--- DATA SHOWN ---
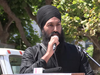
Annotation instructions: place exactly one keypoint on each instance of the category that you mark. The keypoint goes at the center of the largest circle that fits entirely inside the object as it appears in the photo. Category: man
(66, 56)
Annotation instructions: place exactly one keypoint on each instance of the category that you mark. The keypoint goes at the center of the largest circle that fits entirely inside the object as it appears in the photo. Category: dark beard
(46, 37)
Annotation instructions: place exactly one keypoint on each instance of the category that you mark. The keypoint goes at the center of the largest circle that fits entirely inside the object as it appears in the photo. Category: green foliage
(17, 7)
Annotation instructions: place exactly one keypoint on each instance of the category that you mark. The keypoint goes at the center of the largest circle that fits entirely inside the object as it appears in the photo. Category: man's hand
(50, 51)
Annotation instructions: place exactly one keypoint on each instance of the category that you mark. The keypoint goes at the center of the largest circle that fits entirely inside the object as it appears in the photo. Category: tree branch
(7, 9)
(29, 12)
(48, 2)
(1, 29)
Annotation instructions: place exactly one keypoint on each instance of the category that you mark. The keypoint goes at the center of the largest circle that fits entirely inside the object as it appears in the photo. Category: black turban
(45, 13)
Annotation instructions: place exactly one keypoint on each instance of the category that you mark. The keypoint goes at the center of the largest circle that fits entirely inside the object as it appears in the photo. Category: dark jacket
(69, 58)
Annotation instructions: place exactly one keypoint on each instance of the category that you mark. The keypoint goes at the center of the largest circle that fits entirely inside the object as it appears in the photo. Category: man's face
(53, 25)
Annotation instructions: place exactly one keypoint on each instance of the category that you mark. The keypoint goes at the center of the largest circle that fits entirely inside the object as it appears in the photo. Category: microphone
(54, 45)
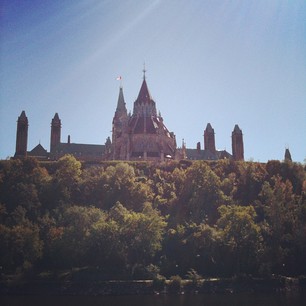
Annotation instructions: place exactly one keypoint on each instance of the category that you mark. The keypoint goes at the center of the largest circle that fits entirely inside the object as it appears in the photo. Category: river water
(255, 299)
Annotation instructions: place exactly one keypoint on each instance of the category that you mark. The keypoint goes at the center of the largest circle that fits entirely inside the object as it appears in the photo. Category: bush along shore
(134, 221)
(159, 285)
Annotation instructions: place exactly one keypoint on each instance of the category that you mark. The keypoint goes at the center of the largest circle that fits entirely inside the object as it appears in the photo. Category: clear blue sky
(225, 62)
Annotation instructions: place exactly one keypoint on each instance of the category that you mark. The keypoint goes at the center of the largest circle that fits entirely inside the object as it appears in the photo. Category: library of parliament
(141, 135)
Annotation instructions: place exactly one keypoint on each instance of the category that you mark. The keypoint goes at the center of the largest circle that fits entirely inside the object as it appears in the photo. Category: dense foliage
(141, 220)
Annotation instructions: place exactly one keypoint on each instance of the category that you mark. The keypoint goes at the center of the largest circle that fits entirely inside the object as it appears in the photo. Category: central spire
(144, 71)
(144, 104)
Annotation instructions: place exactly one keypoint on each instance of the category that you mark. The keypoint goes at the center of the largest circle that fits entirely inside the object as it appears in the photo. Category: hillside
(139, 220)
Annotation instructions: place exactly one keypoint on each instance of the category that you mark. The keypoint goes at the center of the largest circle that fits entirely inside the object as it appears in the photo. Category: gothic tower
(22, 135)
(209, 138)
(237, 143)
(287, 155)
(120, 121)
(55, 132)
(149, 139)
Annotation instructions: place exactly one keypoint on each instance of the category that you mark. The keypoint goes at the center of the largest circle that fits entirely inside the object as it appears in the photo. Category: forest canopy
(138, 220)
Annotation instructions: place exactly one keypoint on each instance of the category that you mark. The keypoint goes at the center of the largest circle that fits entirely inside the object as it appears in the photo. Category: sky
(223, 62)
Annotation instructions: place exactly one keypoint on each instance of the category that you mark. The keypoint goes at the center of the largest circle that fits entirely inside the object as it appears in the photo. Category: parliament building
(141, 135)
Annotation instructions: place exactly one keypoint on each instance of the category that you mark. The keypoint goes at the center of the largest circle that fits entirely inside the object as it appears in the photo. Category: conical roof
(144, 94)
(23, 117)
(121, 103)
(209, 128)
(237, 129)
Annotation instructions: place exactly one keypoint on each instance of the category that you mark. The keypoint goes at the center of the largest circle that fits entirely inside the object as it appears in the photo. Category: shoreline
(147, 287)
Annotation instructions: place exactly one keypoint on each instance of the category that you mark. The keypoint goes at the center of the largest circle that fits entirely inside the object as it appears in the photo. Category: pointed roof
(56, 117)
(23, 117)
(209, 128)
(39, 151)
(121, 103)
(56, 121)
(144, 94)
(237, 129)
(288, 155)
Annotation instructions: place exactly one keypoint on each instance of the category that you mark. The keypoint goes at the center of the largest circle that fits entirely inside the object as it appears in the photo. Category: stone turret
(237, 143)
(209, 139)
(22, 135)
(55, 132)
(120, 122)
(287, 155)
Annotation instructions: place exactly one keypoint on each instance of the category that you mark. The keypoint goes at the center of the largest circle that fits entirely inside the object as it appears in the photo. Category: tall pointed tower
(149, 139)
(120, 120)
(55, 132)
(288, 155)
(237, 143)
(22, 135)
(209, 139)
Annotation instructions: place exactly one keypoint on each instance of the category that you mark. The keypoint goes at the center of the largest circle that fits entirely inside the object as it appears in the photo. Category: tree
(202, 194)
(241, 235)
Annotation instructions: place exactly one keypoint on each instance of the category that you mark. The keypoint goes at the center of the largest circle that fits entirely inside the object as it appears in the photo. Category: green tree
(242, 237)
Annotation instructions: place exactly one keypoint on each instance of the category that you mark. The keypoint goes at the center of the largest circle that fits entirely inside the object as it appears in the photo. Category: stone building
(141, 135)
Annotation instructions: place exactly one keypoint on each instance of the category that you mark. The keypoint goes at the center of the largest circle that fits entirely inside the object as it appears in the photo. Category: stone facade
(141, 135)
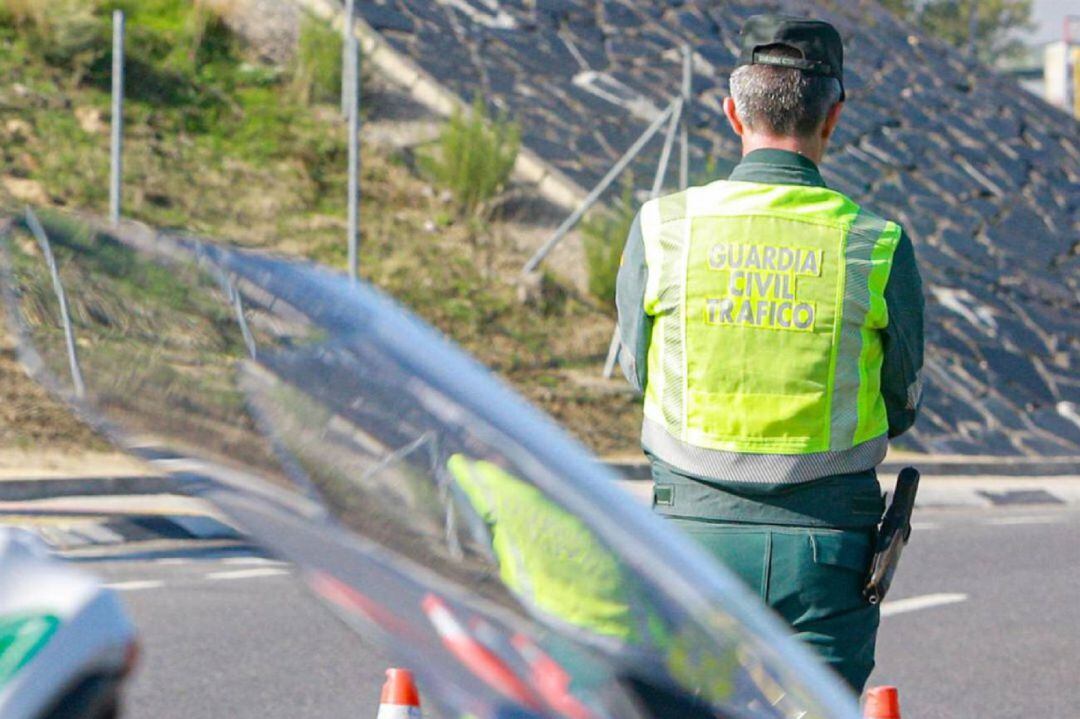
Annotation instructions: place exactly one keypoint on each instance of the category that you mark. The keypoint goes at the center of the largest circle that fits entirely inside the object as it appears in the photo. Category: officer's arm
(902, 371)
(635, 326)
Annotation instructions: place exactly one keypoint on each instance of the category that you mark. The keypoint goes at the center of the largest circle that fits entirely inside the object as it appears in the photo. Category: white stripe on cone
(399, 711)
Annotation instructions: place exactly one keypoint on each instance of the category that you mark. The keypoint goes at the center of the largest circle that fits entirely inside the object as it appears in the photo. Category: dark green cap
(819, 44)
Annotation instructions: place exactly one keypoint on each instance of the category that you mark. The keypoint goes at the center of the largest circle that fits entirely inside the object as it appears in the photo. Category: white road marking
(136, 585)
(1044, 519)
(925, 601)
(246, 573)
(97, 533)
(253, 560)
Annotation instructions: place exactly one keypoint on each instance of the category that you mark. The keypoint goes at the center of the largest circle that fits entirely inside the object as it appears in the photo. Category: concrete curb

--- REQUEST ---
Make an exact copy of the records above, with the pictures left out.

--- SOLUTION TO THIS PROBLEM ---
Annotation instructions: place exactly one keypoint on each instance of the category that you mark. The keypoint goes at the center of the largest circle that fits entirely inside the object as it appears in the photo. Category: man
(66, 56)
Annotation instructions: place exactly one keypoint on each instance of the category that you mark. The keypoint goes at the center of the largest circle that fits entirely inside the object as it appears in the photo. Category: dark beard
(46, 37)
Annotation instructions: place exactly one keypoint on each instance of the category that you mark. The keypoint goes at the center of the largest circle that fits entirely inside the object as it appears in the photo. Category: green foliage
(17, 7)
Annotation instructions: place exactly one keypoint on each instance of the category that you mark. The keypoint goes at the center of the largest circle that fits entirely inside the object as it appears in the photo. Category: man's hand
(50, 51)
Annotation instructions: place exactly one keypoint on each instance of the category that you mark. The keypoint goes at the center of the largest circle that fits entirely inside the object as it appears in the photo. Category: tree branch
(7, 9)
(29, 12)
(48, 2)
(1, 29)
Annotation instructions: place exactly one keypoint on each instance of the category that you mark. The keypoint goes at the center of the largest circle that fits entirely inside the object as it appears in the photo. Category: black turban
(45, 13)
Annotation instructions: place exactly one keypoint on each instance of the category that you mark. The keypoint goes at the center of the largest circle that fits entirely inside the object as it appears in the photo. Category: dark jacket
(69, 58)
Annotation instructions: place exactly one keypoint on each instance of the category that you mark. The keypoint goes at the center of the largest circle that fits entirely inside the object as it appears in the photo. Category: man's face
(53, 25)
Annotation instructions: place exactly one keypoint on each instance of the category that you mark. The keypoint goes at the center of the largest circle that fits entirely inside the object as it appears in the photo. Category: microphone
(54, 45)
Annotation instructions: place exactly one keypoint on each instance of the category that you mark. The keypoint goes at the center of the largest circle that fits entirely inside the object as it appears in the photo. Category: river water
(255, 299)
Annotation instructions: place exactly one keypoint on each instance of the category that you mark. The keypoint goes at the center of the largest circle that fits entirely inside the object as it appears in the photo. Category: bush along shore
(134, 221)
(159, 285)
Annotation instructions: place exactly one keypoint on each instance of the category that you mark. The keypoint goes at the center of the largest circle that fits entirely inside the object as it appears in the photo. Category: clear blue sky
(225, 62)
Annotation instructions: place exactly one keypoint on each instance of the category that you mark. The keypoint goes at the center of the largest circle that fits entirely inside the object as it appears in the photo. Category: library of parliament
(141, 135)
Annotation instructions: place exactly one keypoint on each instance of the category that you mark. The keypoint goes at the center of the largest circle that fits entirely inside the object as it appears in the photo. Category: dense foliage
(141, 220)
Annotation instructions: place exactly one keypoint on each instance of the category that you mark. The keypoint goes at the center of the largest circle that fits entirely inside the object as it appears in the photo. Category: central spire
(144, 71)
(144, 104)
Annotation instructions: place exactly one keypoint on each instance of the category that you mark. The keypoint goes at the center of the largest circle that fits entirely inside the object as it appears in the photo. Category: hillside
(139, 220)
Annotation instructions: place exactly one keypoint on each instance of the category that you mark. The keypoint goes at the center of the largest circle that fits entirely inside the object as it appears in the photo. Category: gothic tower
(22, 135)
(209, 138)
(237, 143)
(287, 155)
(120, 121)
(55, 132)
(149, 139)
Annotation instructions: place exactly one keypoint on each instance of the category that you mark. The keypoint goes at the center of the largest circle that fits entirely inside the object as it appears in the photo. Category: forest canopy
(138, 220)
Annotation instructions: place exactly one keypoint on each instance of the category that you mark. The keypoint goes at the center of the largest circle that fits entirely inside the object as it appears in the photo. Category: sky
(223, 62)
Annotation instructions: place exactly one keypoint on each instance of the category that you mark. The keypoint goes at the center of the largest circle that fits entirely inside the object as it appears in the photo. Category: parliament building
(141, 135)
Annotation instructions: place exactly one keypoint on each instance of the category that you mark. The keypoint goes at the center of the largest circle that fits entirely inside the object as it appears in the photo. Category: conical roof
(144, 94)
(23, 117)
(121, 103)
(209, 128)
(237, 129)
Annotation instructions: place exactly one keypoint on each instance of the category that you mark. The keypoint goes at the center of the largest circle that fits entirely inside the object as it appears in the photo. Category: shoreline
(147, 287)
Annotation instructions: place exactly one keypoint on each instance of the category that you mark. The keypoint goes at the center of the largest circle that fits entirely inside the object as it appears in the photo. Category: pointed roof
(56, 117)
(23, 117)
(209, 128)
(39, 151)
(121, 103)
(56, 121)
(144, 94)
(237, 129)
(288, 155)
Annotation instructions: place exactly one keypoint on each instance of the category that you mark. The keypoint goes at the center of the largest circle that fits entirely inside the object as it appears in the photo. Category: stone turret
(237, 143)
(209, 139)
(22, 135)
(55, 132)
(120, 122)
(287, 155)
Annotation instructions: place exactly one keypoint on each instance of the category that you mark. The keypoint goes at the center of the largest circle that fits entirely inside the object as it appears in the photo. Category: tall pointed tower
(149, 139)
(120, 120)
(55, 132)
(288, 155)
(237, 143)
(22, 135)
(209, 139)
Annotation instructions: place exactly one keypoint on each instance of the category that you mark. The keypoint goes at the center of the largest circle that fits entirely inside the object as it appears in the photo. Category: tree
(202, 194)
(241, 235)
Annotation instructions: place exactly one keypoint on each instance of the category that you mark. The keypoint goes at the center of the largest circle that fits entirely inside the object as it appears in the photo. Category: green tree
(242, 237)
Annotation instructions: place exactly one keypoint on each instance of the category that you mark. The keypoint goes at the center of the largest circle that fits entirely inside the object as it appears in the photo. Category: stone building
(141, 135)
Annotation instructions: place exactly one keypoint on each instance of the category that you mark. The keypoint goes at the center of the largest circle that fits entirely inside the object as it appears in the photo. Category: stone facade
(141, 135)
Annotation instructions: place exactly one keypoint on each instance of the category that you mark. The keypoint goes at the center of the largest circle that fits entirely inside the object as it appears in the photo. Category: officer's arm
(902, 371)
(635, 326)
Annotation instructions: place exactly one keypoint on each instance of the category that you mark. The keypoint goes at the center of the largest circle that fits entirely inside the object as it appears in the photo. Category: white stripe on cone
(399, 711)
Annotation instructions: place exactly one keypoint on each instance of the category that you mark. The keypoint goes at the center of the largest circle that fits entirely inside the object as it appears in the photo. Category: dark green cap
(819, 44)
Annotation instructions: place exactly one keypoint on each instance of the category that you mark. The keypoint goes at the center of the largest circle that fits entirely inside the object as it appears in the photo. Category: white road marking
(136, 585)
(1044, 519)
(925, 601)
(246, 573)
(97, 533)
(253, 560)
Annotation instructions: place exactly one keypoint on each instance of the category that you mark. The keypoint goes at the center of the largest circle that fits entirely inside the object as it appears in the photo. Category: concrete curb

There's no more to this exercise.